About this exercise: The job is to output each record exactly as it stands, pictures excluded.

(Collected data entries)
◇ ◇ ◇ ◇ ◇

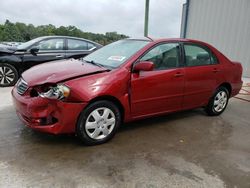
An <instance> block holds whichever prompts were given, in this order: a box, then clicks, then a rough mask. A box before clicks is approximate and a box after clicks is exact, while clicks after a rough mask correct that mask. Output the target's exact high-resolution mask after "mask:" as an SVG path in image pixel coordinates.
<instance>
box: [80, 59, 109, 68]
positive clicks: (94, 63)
mask: <svg viewBox="0 0 250 188" xmlns="http://www.w3.org/2000/svg"><path fill="white" fill-rule="evenodd" d="M83 61H85V62H87V63H90V64H92V65H95V66H98V67H101V68H106V69H108V70H110V69H109V68H107V67H106V66H104V65H102V64H100V63H97V62H95V61H93V60H92V61H87V60H84V59H83Z"/></svg>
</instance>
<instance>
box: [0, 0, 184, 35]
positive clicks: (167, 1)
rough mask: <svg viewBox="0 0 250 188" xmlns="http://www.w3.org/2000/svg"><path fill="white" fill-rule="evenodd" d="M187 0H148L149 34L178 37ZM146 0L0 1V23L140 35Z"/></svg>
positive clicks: (2, 0)
mask: <svg viewBox="0 0 250 188" xmlns="http://www.w3.org/2000/svg"><path fill="white" fill-rule="evenodd" d="M185 2H186V0H150V8H149V31H148V33H149V36H150V37H156V38H157V37H158V38H160V37H179V36H180V25H181V13H182V4H183V3H185ZM144 11H145V0H0V23H1V24H3V23H4V22H5V20H6V19H8V20H10V21H11V22H23V23H26V24H33V25H35V26H37V25H47V24H53V25H55V26H57V27H58V26H61V25H62V26H68V25H74V26H76V27H78V28H80V29H81V30H83V31H86V32H94V33H105V32H112V31H116V32H118V33H122V34H125V35H128V36H130V37H140V36H143V32H144Z"/></svg>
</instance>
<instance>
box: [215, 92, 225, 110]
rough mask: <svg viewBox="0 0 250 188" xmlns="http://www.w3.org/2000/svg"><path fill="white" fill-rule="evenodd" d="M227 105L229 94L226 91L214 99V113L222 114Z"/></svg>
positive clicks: (217, 96) (219, 93) (217, 94)
mask: <svg viewBox="0 0 250 188" xmlns="http://www.w3.org/2000/svg"><path fill="white" fill-rule="evenodd" d="M226 104H227V94H226V92H225V91H220V92H219V93H218V94H217V95H216V96H215V99H214V111H216V112H221V111H222V110H224V108H225V107H226Z"/></svg>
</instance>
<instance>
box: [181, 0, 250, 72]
mask: <svg viewBox="0 0 250 188" xmlns="http://www.w3.org/2000/svg"><path fill="white" fill-rule="evenodd" d="M188 4H189V5H188ZM187 8H188V11H183V12H184V13H185V12H187V15H186V16H187V24H186V33H185V34H184V35H183V36H186V38H192V39H198V40H202V41H205V42H208V43H210V44H212V45H213V46H215V47H216V48H217V49H218V50H220V51H221V52H222V53H223V54H225V55H226V56H227V57H228V58H229V59H231V60H233V61H239V62H241V63H242V66H243V69H244V71H243V75H244V76H247V77H250V0H189V1H187ZM183 17H184V16H183ZM184 25H185V24H184V23H183V24H182V27H184ZM184 30H185V29H184V28H182V29H181V31H184Z"/></svg>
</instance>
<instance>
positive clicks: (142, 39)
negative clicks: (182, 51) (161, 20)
mask: <svg viewBox="0 0 250 188" xmlns="http://www.w3.org/2000/svg"><path fill="white" fill-rule="evenodd" d="M127 40H143V41H149V42H174V41H175V42H176V41H179V42H194V43H196V42H198V43H204V42H202V41H199V40H194V39H187V38H151V37H137V38H127Z"/></svg>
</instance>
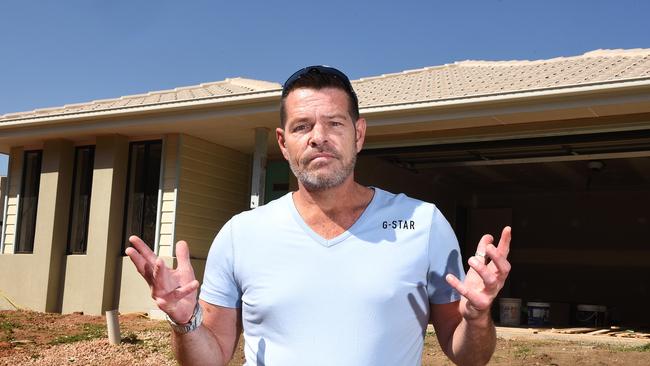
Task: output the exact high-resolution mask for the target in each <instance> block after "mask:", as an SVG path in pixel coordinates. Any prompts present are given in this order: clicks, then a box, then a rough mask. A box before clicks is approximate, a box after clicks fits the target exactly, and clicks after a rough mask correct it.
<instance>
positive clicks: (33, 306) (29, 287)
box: [0, 254, 45, 311]
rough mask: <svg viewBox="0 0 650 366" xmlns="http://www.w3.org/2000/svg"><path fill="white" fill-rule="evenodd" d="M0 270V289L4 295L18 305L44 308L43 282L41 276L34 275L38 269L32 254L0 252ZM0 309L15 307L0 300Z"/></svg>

◇ ◇ ◇ ◇ ◇

Response below:
An <instance> block holds whichever prompts were given, in this order: a box, then clicks, then a rough mask. A box before clicks is approximate and a box after clicks is exact, while clicks after a rough mask correct that mask. Output the target's exact high-resolution mask after "mask:" as an SVG path in image pixel coordinates.
<instance>
box: [80, 59, 109, 68]
positive clicks: (94, 63)
mask: <svg viewBox="0 0 250 188" xmlns="http://www.w3.org/2000/svg"><path fill="white" fill-rule="evenodd" d="M83 61H85V62H87V63H90V64H92V65H95V66H98V67H101V68H106V69H108V70H110V69H109V68H107V67H106V66H104V65H102V64H100V63H97V62H95V61H93V60H92V61H87V60H84V59H83Z"/></svg>
</instance>
<instance>
box: [0, 0, 184, 35]
positive clicks: (167, 1)
rough mask: <svg viewBox="0 0 250 188" xmlns="http://www.w3.org/2000/svg"><path fill="white" fill-rule="evenodd" d="M187 0H148L149 34L178 37ZM146 0L0 1V23L140 35Z"/></svg>
positive clicks: (2, 0)
mask: <svg viewBox="0 0 250 188" xmlns="http://www.w3.org/2000/svg"><path fill="white" fill-rule="evenodd" d="M185 2H186V0H150V8H149V31H148V33H149V36H150V37H156V38H157V37H158V38H160V37H179V36H180V25H181V13H182V4H183V3H185ZM144 11H145V0H0V23H1V24H3V23H4V22H5V20H6V19H8V20H10V21H11V22H23V23H26V24H33V25H35V26H37V25H47V24H53V25H55V26H57V27H58V26H61V25H62V26H68V25H74V26H76V27H78V28H80V29H81V30H83V31H86V32H94V33H105V32H112V31H116V32H118V33H122V34H125V35H128V36H130V37H140V36H143V32H144Z"/></svg>
</instance>
<instance>
box: [215, 92, 225, 110]
rough mask: <svg viewBox="0 0 250 188" xmlns="http://www.w3.org/2000/svg"><path fill="white" fill-rule="evenodd" d="M227 105L229 94L226 91L214 99V113L222 114Z"/></svg>
positive clicks: (217, 96) (219, 93) (217, 94)
mask: <svg viewBox="0 0 250 188" xmlns="http://www.w3.org/2000/svg"><path fill="white" fill-rule="evenodd" d="M226 104H227V94H226V92H225V91H220V92H219V93H218V94H217V95H216V96H215V99H214V111H216V112H221V111H222V110H224V108H225V107H226Z"/></svg>
</instance>
<instance>
box: [181, 0, 250, 72]
mask: <svg viewBox="0 0 250 188" xmlns="http://www.w3.org/2000/svg"><path fill="white" fill-rule="evenodd" d="M188 4H189V5H188ZM187 8H188V11H183V12H184V13H185V12H187V15H186V16H187V24H186V33H185V34H184V35H183V36H186V38H192V39H198V40H202V41H205V42H208V43H210V44H212V45H213V46H215V47H216V48H217V49H218V50H220V51H221V52H222V53H223V54H225V55H226V56H227V57H228V58H229V59H231V60H233V61H239V62H241V63H242V66H243V69H244V71H243V75H244V76H247V77H250V0H189V1H187ZM183 17H184V16H183ZM184 25H185V24H184V23H183V24H182V27H184ZM184 30H185V29H184V28H182V29H181V31H184Z"/></svg>
</instance>
<instance>
positive clicks: (142, 39)
negative clicks: (182, 51) (161, 20)
mask: <svg viewBox="0 0 250 188" xmlns="http://www.w3.org/2000/svg"><path fill="white" fill-rule="evenodd" d="M127 40H143V41H149V42H174V41H175V42H176V41H179V42H194V43H196V42H198V43H204V42H202V41H199V40H194V39H187V38H151V37H137V38H127Z"/></svg>
</instance>
Task: output the exact high-resolution mask for the target in each <instance> block after "mask:", as an SVG path in pixel coordinates. Any prompts present are given in this order: clicks, then a box, then a rough mask. A box before clicks is approximate, a box after clicks fits the target exactly, and clicks after a rough mask correct it.
<instance>
positive clicks: (33, 306) (29, 287)
box: [0, 254, 45, 311]
rough mask: <svg viewBox="0 0 650 366" xmlns="http://www.w3.org/2000/svg"><path fill="white" fill-rule="evenodd" d="M0 270V289L4 295L18 305L44 308L43 282L41 276L34 275L38 269L32 254L0 252ZM0 309L15 307L0 300Z"/></svg>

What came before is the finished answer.